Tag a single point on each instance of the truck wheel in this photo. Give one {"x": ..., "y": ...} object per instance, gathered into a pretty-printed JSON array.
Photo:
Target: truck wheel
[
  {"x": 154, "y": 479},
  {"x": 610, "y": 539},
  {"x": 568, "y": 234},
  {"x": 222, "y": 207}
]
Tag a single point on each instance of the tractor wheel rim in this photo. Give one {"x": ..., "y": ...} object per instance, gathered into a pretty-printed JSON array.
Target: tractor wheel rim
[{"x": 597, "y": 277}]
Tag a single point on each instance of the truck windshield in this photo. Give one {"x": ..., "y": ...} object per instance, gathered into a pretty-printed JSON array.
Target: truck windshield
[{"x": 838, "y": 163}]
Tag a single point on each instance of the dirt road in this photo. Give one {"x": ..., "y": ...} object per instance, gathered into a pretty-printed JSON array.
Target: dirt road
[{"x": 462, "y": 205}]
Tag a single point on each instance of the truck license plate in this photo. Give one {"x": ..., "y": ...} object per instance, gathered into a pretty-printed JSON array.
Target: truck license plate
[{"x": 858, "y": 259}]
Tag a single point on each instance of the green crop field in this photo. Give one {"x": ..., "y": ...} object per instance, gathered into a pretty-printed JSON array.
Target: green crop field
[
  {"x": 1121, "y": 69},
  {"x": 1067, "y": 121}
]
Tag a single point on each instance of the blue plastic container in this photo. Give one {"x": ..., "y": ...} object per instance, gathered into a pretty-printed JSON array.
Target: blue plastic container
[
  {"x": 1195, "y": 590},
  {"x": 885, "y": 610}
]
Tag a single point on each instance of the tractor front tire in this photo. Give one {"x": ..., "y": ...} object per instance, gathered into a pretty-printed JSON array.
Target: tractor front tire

::::::::::

All lines above containing the string "front": copy each one.

_Result of this task_
Tag a single point on each instance of the tractor front tire in this photo. Give one {"x": ..., "y": ...} object per instance, gathered into a pretty-printed JSON array.
Target: tractor front tire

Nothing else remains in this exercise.